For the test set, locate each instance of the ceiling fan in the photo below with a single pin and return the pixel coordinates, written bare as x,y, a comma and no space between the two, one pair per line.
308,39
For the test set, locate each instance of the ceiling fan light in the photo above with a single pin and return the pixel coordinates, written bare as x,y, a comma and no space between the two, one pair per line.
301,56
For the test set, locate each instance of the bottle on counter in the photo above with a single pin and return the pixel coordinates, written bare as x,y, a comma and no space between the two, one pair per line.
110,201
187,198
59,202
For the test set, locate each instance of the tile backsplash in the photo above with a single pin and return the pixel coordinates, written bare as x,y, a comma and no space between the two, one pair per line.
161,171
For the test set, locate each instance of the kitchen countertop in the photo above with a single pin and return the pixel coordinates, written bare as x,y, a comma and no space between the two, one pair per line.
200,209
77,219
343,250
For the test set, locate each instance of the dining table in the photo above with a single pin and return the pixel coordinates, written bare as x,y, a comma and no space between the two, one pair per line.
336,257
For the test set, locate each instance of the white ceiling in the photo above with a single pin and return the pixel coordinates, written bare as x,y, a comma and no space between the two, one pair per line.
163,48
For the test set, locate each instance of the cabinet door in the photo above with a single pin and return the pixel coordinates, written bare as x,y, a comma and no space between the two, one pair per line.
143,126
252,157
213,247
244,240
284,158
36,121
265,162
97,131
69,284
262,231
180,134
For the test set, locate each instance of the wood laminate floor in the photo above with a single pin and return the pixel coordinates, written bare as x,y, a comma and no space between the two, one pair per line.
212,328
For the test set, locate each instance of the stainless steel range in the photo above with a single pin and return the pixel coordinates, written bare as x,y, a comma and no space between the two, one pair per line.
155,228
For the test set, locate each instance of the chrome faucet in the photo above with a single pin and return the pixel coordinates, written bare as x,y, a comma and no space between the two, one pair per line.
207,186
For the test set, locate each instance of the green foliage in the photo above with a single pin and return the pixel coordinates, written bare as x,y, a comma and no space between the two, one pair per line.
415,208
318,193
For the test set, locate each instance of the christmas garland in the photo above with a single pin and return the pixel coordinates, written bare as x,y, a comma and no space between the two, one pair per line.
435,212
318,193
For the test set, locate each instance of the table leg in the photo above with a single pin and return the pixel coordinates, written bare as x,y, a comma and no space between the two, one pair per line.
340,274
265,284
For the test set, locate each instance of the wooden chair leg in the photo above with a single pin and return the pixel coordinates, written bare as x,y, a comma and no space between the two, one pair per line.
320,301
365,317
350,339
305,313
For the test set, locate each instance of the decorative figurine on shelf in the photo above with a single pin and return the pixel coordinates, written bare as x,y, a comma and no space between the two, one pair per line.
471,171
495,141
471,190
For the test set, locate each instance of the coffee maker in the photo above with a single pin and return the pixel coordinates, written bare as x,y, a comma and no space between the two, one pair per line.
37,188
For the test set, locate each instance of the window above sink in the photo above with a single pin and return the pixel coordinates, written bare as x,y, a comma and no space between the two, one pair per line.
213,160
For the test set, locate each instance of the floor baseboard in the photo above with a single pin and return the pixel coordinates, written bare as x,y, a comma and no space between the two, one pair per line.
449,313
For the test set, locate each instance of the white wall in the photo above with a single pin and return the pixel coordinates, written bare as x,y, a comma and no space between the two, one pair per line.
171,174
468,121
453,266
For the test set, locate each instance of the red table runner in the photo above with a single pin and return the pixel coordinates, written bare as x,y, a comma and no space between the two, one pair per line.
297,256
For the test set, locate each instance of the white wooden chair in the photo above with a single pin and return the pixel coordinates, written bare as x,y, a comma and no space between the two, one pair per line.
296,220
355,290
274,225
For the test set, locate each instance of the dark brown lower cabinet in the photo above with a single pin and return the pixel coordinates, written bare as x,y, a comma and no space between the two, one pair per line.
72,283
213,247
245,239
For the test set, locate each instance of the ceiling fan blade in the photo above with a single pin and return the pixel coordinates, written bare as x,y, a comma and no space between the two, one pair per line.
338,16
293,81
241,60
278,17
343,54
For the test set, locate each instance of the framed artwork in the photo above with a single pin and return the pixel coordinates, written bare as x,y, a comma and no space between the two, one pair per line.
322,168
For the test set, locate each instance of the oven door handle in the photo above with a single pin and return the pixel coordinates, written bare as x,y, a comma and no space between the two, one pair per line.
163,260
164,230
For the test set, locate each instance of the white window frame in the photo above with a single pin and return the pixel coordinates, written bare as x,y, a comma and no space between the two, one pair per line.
* * * * * * *
→ WRITTEN INSTRUCTION
Quote the records word for word, starting with the line that contains "For the test set, locate each instance of the oven" and continuing through the last line of the records.

→ THE COMPLETED TASK
For the test set, locate each instance of the oven door handle in the photo above with a single pin and return the pixel coordinates, written bare as x,y, a comma and no space between the two, one pair per line.
163,260
164,230
For the test set, locate each instance of the white window frame in the photo above with a single pin and return the pixel coordinates, written bare as x,y, a comma and no space between the two, one pair per line.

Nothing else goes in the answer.